[Segmentation annotation records]
>> start
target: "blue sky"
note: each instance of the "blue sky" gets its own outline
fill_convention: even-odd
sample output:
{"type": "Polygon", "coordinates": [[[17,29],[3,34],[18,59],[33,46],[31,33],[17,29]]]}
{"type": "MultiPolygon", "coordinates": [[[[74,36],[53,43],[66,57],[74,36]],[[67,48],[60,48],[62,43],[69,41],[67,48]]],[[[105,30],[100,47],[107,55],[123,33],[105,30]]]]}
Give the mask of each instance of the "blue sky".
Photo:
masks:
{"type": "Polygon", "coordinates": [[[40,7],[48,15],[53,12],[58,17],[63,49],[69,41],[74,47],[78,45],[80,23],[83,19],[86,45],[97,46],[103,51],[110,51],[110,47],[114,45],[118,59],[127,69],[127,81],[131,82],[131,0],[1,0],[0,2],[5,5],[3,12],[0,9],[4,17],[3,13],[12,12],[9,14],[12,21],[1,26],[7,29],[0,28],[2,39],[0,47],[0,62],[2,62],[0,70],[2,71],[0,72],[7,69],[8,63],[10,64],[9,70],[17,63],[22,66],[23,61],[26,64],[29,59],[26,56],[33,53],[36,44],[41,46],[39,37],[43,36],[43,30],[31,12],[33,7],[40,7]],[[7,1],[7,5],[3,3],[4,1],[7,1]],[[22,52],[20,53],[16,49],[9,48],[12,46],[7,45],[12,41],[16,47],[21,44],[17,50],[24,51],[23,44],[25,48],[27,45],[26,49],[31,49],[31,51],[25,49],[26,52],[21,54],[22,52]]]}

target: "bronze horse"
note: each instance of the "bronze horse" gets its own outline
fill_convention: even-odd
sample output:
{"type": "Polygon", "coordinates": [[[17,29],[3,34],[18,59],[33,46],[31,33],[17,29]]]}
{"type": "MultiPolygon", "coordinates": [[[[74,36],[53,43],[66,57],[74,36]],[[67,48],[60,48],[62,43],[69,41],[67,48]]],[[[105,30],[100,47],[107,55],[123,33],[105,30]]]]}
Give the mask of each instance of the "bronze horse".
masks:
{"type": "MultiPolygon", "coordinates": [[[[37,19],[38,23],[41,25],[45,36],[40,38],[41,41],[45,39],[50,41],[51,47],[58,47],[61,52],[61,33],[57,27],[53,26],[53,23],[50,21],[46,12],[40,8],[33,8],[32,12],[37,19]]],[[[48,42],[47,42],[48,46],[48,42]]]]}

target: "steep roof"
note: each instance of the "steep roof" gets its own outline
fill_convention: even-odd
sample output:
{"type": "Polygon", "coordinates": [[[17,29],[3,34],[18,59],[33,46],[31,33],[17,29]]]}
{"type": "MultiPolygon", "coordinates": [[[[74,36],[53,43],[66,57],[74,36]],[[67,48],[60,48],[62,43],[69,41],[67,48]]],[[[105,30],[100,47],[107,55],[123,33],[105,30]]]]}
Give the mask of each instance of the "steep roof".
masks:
>> end
### Problem description
Reproduce the data in full, exactly as presented.

### Response for this exercise
target: "blue sky"
note: each instance of the "blue sky" gets its own outline
fill_convention: even-odd
sample output:
{"type": "Polygon", "coordinates": [[[17,29],[3,34],[18,59],[33,46],[31,33],[17,29]]]}
{"type": "MultiPolygon", "coordinates": [[[[74,36],[53,43],[66,57],[74,36]],[[67,48],[60,48],[62,43],[69,41],[67,48]]],[[[105,30],[100,47],[107,55],[123,33],[105,30]]]]}
Give the mask of each instance of the "blue sky".
Photo:
masks:
{"type": "Polygon", "coordinates": [[[40,7],[48,15],[53,12],[58,17],[63,49],[69,41],[74,47],[78,45],[80,23],[83,19],[86,45],[97,46],[103,51],[110,51],[110,47],[114,45],[118,59],[127,69],[127,81],[131,82],[131,0],[1,0],[0,2],[5,5],[3,12],[0,9],[4,17],[3,13],[12,12],[9,14],[12,21],[1,26],[7,29],[0,28],[2,39],[0,47],[0,62],[2,62],[0,70],[2,71],[0,72],[7,69],[8,63],[10,64],[9,70],[17,63],[22,66],[23,61],[26,64],[29,59],[26,56],[33,53],[36,44],[41,46],[39,37],[43,36],[43,30],[31,12],[33,7],[40,7]],[[7,1],[7,5],[3,3],[4,1],[7,1]],[[22,52],[20,53],[16,49],[9,48],[12,46],[7,45],[12,41],[16,47],[21,44],[17,50],[24,51],[23,44],[25,48],[27,45],[26,49],[31,49],[31,51],[25,49],[26,52],[21,54],[22,52]]]}

target: "bronze horse"
note: each instance of the "bronze horse" gets its own outline
fill_convention: even-odd
sample output:
{"type": "Polygon", "coordinates": [[[17,29],[3,34],[18,59],[33,46],[31,33],[17,29]]]}
{"type": "MultiPolygon", "coordinates": [[[[74,36],[53,43],[66,57],[74,36]],[[67,48],[60,48],[62,43],[69,41],[67,48]]],[[[105,30],[100,47],[107,55],[123,33],[105,30]]]]}
Give the mask of each instance of the "bronze horse".
masks:
{"type": "MultiPolygon", "coordinates": [[[[37,19],[38,23],[41,25],[45,36],[40,38],[41,41],[45,39],[50,41],[51,47],[58,47],[61,52],[61,33],[57,27],[53,26],[53,23],[50,21],[46,12],[40,8],[33,8],[32,12],[37,19]]],[[[48,42],[47,42],[48,46],[48,42]]]]}

target: "steep roof"
note: each instance of the "steep roof" gets its own outline
fill_convention: even-odd
sample output:
{"type": "Polygon", "coordinates": [[[17,29],[3,34],[18,59],[33,46],[31,33],[17,29]]]}
{"type": "MultiPolygon", "coordinates": [[[[74,36],[53,43],[66,57],[74,36]],[[67,48],[60,48],[62,43],[69,41],[67,48]]],[[[105,30],[100,47],[107,55],[123,33],[105,30]]]]}
Give the mask of each instance of the "steep roof".
masks:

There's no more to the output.